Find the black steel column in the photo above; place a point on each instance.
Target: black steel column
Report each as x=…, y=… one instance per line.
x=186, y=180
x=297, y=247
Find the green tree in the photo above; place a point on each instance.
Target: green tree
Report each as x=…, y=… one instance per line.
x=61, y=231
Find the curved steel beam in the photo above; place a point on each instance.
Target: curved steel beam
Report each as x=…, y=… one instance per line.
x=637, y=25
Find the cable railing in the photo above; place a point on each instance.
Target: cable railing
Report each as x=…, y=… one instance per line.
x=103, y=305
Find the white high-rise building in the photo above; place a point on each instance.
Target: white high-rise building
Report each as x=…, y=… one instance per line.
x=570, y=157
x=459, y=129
...
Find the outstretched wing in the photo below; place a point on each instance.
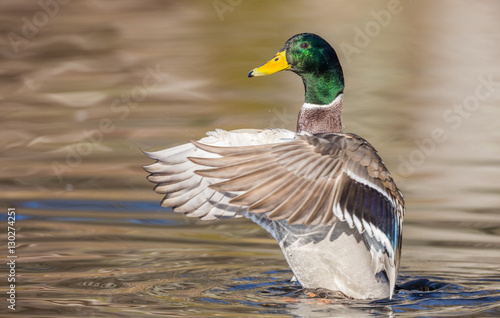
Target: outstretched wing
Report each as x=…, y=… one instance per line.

Task description ▸
Search the records above for the string "tree" and copy each line that holds it.

Expected answer ▸
Find the green tree in the photo above; place a point on each instance.
Target: green tree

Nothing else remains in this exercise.